- [What is required] Filter the records below down to lines containing "queried".

START The records

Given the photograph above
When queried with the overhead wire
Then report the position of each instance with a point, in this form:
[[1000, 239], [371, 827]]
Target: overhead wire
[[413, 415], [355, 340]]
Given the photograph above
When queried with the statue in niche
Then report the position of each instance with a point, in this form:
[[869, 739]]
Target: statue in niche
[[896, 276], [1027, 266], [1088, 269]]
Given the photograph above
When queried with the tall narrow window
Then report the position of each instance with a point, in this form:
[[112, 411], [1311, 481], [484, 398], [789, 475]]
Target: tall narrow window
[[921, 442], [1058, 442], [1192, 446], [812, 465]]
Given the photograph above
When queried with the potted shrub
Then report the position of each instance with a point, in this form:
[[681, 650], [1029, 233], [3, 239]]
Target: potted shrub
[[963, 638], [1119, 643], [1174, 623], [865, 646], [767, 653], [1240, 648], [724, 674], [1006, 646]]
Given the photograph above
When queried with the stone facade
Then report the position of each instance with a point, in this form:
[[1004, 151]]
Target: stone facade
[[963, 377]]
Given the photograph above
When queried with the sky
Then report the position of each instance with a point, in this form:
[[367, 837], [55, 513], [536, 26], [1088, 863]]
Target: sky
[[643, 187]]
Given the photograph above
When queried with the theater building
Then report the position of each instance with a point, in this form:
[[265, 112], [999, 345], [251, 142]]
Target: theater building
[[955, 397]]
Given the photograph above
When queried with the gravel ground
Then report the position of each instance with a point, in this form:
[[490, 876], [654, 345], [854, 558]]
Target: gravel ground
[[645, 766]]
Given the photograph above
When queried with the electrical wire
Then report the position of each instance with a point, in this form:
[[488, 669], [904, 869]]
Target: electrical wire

END The records

- [Result for this exercise]
When queried with the overhead wire
When queried with the statue in niche
When queried with the tall narrow window
When queried with the potted shrub
When queried with the stone facade
When queried with the sky
When queried with the theater building
When queried with the gravel ground
When queried with the electrical wire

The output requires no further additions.